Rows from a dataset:
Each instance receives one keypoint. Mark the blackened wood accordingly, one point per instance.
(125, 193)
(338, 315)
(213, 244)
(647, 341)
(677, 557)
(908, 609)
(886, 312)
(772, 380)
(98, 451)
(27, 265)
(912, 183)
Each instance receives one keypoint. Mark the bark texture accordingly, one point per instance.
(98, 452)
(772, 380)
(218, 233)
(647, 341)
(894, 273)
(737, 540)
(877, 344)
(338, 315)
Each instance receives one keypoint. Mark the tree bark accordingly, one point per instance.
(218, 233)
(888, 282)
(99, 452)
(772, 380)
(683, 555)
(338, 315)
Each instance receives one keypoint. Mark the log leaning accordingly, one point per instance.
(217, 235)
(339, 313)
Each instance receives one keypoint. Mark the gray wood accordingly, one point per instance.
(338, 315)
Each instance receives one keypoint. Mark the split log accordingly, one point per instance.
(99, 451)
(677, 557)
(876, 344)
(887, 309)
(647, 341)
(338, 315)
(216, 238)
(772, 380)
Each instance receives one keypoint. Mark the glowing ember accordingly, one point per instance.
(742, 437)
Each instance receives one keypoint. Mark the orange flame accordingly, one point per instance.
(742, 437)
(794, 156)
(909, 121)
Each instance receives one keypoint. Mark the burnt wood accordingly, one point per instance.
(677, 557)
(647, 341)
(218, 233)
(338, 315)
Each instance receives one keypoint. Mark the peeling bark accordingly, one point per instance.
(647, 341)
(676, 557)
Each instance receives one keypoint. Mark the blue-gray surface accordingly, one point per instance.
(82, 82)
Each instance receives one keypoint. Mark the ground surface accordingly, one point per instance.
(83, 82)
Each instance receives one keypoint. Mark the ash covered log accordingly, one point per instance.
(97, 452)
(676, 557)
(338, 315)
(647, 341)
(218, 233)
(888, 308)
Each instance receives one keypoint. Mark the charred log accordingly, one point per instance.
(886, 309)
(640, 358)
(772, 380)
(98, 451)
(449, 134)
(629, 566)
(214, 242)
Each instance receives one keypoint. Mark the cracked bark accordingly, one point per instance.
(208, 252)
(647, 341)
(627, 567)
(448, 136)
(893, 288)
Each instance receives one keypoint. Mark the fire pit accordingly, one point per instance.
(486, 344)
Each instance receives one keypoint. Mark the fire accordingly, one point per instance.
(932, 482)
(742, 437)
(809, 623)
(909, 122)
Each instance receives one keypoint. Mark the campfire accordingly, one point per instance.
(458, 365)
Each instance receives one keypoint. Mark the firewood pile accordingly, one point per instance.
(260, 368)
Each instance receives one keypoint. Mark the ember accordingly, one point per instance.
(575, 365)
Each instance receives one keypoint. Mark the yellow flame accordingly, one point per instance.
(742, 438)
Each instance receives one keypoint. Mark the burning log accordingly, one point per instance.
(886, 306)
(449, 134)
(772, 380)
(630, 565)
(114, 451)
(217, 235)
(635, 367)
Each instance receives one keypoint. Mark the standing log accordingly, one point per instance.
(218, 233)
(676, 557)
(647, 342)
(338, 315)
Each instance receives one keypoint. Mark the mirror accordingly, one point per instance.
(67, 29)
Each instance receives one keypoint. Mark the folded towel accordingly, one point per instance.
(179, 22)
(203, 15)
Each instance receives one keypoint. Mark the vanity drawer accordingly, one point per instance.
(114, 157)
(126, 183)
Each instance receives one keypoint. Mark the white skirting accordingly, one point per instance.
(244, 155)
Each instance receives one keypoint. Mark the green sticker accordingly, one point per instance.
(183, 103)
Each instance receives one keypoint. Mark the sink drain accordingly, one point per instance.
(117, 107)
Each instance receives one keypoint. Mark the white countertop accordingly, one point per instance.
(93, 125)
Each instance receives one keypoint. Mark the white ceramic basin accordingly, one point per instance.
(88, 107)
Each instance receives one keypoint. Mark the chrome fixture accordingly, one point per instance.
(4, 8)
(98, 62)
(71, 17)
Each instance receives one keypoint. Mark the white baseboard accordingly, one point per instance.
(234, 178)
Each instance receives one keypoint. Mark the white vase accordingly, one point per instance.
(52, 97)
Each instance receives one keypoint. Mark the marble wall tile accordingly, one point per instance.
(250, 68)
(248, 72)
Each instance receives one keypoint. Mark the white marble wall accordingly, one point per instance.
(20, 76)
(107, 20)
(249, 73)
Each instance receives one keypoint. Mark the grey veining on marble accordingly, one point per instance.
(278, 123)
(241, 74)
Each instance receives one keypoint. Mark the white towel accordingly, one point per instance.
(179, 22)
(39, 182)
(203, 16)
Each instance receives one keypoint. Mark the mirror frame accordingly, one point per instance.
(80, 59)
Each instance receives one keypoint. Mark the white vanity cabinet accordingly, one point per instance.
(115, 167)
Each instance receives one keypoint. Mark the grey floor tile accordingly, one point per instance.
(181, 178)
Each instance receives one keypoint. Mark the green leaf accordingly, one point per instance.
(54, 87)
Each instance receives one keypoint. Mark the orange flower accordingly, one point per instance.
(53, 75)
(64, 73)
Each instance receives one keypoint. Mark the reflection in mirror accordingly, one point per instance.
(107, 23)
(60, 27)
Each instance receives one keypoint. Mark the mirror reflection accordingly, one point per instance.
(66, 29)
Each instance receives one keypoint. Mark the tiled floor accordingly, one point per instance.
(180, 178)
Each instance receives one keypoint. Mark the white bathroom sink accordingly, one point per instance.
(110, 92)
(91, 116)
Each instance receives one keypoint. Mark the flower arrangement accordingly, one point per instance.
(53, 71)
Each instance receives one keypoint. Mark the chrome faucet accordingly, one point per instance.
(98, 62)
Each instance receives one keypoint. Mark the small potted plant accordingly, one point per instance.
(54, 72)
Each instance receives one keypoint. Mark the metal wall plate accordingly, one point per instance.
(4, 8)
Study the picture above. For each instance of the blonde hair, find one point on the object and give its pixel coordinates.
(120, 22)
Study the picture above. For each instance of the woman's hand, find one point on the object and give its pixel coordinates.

SET TASK >> Convert the rows above into a JSON list of strings, one string per line, leaving out blank lines. Include every row.

EXERCISE ANSWER >>
[
  "Each instance receives one keypoint. Mark the blackened wood accordingly, one point per instance.",
  "(125, 193)",
  "(338, 315)",
  "(213, 244)",
  "(647, 341)",
  "(677, 557)",
  "(908, 609)",
  "(886, 312)",
  "(772, 380)",
  "(98, 451)",
  "(27, 265)",
  "(912, 183)",
  "Each instance receives one keypoint. Mark the bark texture accordingly, one point per instance.",
  "(98, 452)",
  "(772, 380)",
  "(218, 233)",
  "(647, 341)",
  "(894, 273)",
  "(737, 540)",
  "(877, 344)",
  "(338, 315)",
  "Each instance receives one keypoint. Mark the tree bark accordingly, one point per instance.",
  "(218, 233)",
  "(888, 282)",
  "(99, 452)",
  "(772, 380)",
  "(683, 555)",
  "(338, 315)",
  "Each instance receives one keypoint. Mark the log leaning accordingly, one point per instance.",
  "(217, 235)",
  "(339, 313)",
  "Each instance receives one keypoint. Mark the gray wood accordingly, one point per instance.",
  "(338, 315)",
  "Each instance receives one keypoint. Mark the split log accordingly, one point per instance.",
  "(99, 451)",
  "(677, 557)",
  "(876, 344)",
  "(887, 309)",
  "(647, 341)",
  "(338, 315)",
  "(216, 238)",
  "(772, 380)",
  "Each instance receives one keypoint. Mark the glowing ember accordingly, one point per instance.",
  "(742, 437)",
  "Each instance receives one keypoint. Mark the orange flame accordingly, one point per instance.",
  "(742, 437)",
  "(794, 156)",
  "(909, 121)",
  "Each instance receives one keypoint. Mark the burnt wood accordingly, one point per instance.",
  "(677, 557)",
  "(647, 341)",
  "(218, 233)",
  "(338, 315)",
  "Each instance receives one keypoint. Mark the peeling bark accordingly, one point per instance.",
  "(647, 341)",
  "(676, 557)",
  "Each instance receives one keypoint. Mark the blue-gray surface accordingly, one point per instance.",
  "(82, 82)",
  "Each instance receives one keypoint. Mark the ground surface accordingly, one point per instance.",
  "(83, 82)",
  "Each instance receives one keypoint. Mark the ash covered log accordingly, one point per instance.",
  "(97, 452)",
  "(676, 557)",
  "(338, 315)",
  "(647, 341)",
  "(218, 233)",
  "(888, 308)",
  "Each instance receives one keypoint. Mark the charred log accordingly, one point per instance.",
  "(886, 309)",
  "(640, 358)",
  "(772, 380)",
  "(98, 451)",
  "(449, 134)",
  "(629, 566)",
  "(214, 242)",
  "Each instance receives one keypoint. Mark the cracked bark accordingly, one point per instance.",
  "(208, 252)",
  "(647, 341)",
  "(627, 567)",
  "(448, 136)",
  "(893, 288)",
  "Each instance receives one keypoint. Mark the fire pit accordingly, one point per instance.",
  "(486, 344)",
  "Each instance receives one keypoint. Mark the fire accordingly, one point per instance.",
  "(932, 482)",
  "(742, 437)",
  "(809, 623)",
  "(909, 122)",
  "Each instance receives one keypoint. Mark the campfire accordingly, one point per instance.",
  "(458, 365)",
  "Each instance receives one keypoint. Mark the firewood pile accordingly, one point per instance.",
  "(260, 368)",
  "Each instance receives one keypoint. Mark the ember accordingly, one point per instance.",
  "(575, 365)",
  "Each instance receives one keypoint. Mark the yellow flame accordingly, one point per instance.",
  "(742, 438)",
  "Each instance receives one keypoint. Mark the burning log accordingly, one point per instance.",
  "(886, 306)",
  "(449, 134)",
  "(772, 380)",
  "(630, 565)",
  "(114, 451)",
  "(217, 235)",
  "(635, 367)",
  "Each instance receives one keypoint. Mark the standing log accordingly, one point per instance.",
  "(218, 233)",
  "(676, 557)",
  "(647, 342)",
  "(338, 315)",
  "Each instance receives one keypoint. Mark the mirror accordingly, one point per instance.",
  "(67, 29)",
  "Each instance receives one keypoint. Mark the folded towel accordingly, one point per instance.",
  "(179, 22)",
  "(203, 15)",
  "Each instance receives one keypoint. Mark the vanity drawer accordingly, one point per instance.",
  "(114, 157)",
  "(126, 183)",
  "Each instance receives one keypoint. Mark the white skirting accordingly, one point per instance.",
  "(244, 155)",
  "Each instance receives one keypoint. Mark the green sticker accordingly, one point per instance.",
  "(183, 103)",
  "Each instance receives one keypoint. Mark the sink drain accordingly, one point per instance.",
  "(117, 107)",
  "Each instance receives one keypoint. Mark the white countertop accordingly, one point per instance.",
  "(93, 125)",
  "Each instance receives one keypoint. Mark the white ceramic basin accordingly, one point per instance.",
  "(88, 107)",
  "Each instance receives one keypoint. Mark the chrome fixture accordingly, one point per instance.",
  "(4, 8)",
  "(98, 62)",
  "(71, 17)",
  "Each instance receives one keypoint. Mark the white baseboard accordingly, one point per instance.",
  "(234, 178)",
  "Each instance receives one keypoint. Mark the white vase accordingly, one point per instance.",
  "(52, 97)",
  "Each instance receives one keypoint. Mark the marble wall tile accordingly, one point per instance.",
  "(250, 68)",
  "(248, 72)",
  "Each instance receives one keypoint. Mark the white marble wall accordingly, one point per instance.",
  "(20, 76)",
  "(107, 20)",
  "(249, 73)",
  "Each instance receives one keypoint. Mark the grey veining on marble accordingly, one point per instance.",
  "(278, 123)",
  "(241, 74)",
  "Each instance receives one keypoint. Mark the white towel accordingly, one point per instance.",
  "(179, 22)",
  "(39, 182)",
  "(203, 16)",
  "Each instance receives one keypoint. Mark the mirror frame accordingly, one point per instance.",
  "(80, 59)",
  "Each instance receives one keypoint. Mark the white vanity cabinet accordingly, one point per instance.",
  "(115, 167)",
  "Each instance receives one keypoint. Mark the grey floor tile accordingly, one point per instance.",
  "(181, 178)",
  "Each instance receives one keypoint. Mark the green leaf accordingly, one point per instance.",
  "(54, 87)",
  "Each instance receives one keypoint. Mark the orange flower accordingly, one point per instance.",
  "(53, 75)",
  "(64, 73)",
  "Each instance receives one keypoint. Mark the reflection in mirror accordingly, one point per instance.",
  "(107, 23)",
  "(60, 27)",
  "Each instance receives one keypoint. Mark the mirror reflection accordingly, one point per instance.",
  "(66, 29)",
  "Each instance receives one keypoint. Mark the tiled floor accordingly, one point per instance.",
  "(180, 178)",
  "Each instance receives one keypoint. Mark the white bathroom sink accordingly, one point per instance.",
  "(110, 92)",
  "(91, 116)",
  "Each instance receives one keypoint. Mark the flower arrangement accordingly, one point per instance.",
  "(53, 71)",
  "Each instance receives one keypoint. Mark the chrome faucet accordingly, one point per instance.",
  "(98, 62)",
  "Each instance receives one keypoint. Mark the small potted plant accordingly, one point per instance.",
  "(54, 72)",
  "Each instance receives one keypoint. Mark the metal wall plate accordingly, one point per instance.",
  "(4, 8)",
  "Study the picture above. For each instance of the blonde hair, find one point on the object and give its pixel coordinates.",
  "(120, 22)",
  "Study the picture above. For each instance of the woman's hand, find one point on the object and give its pixel coordinates."
]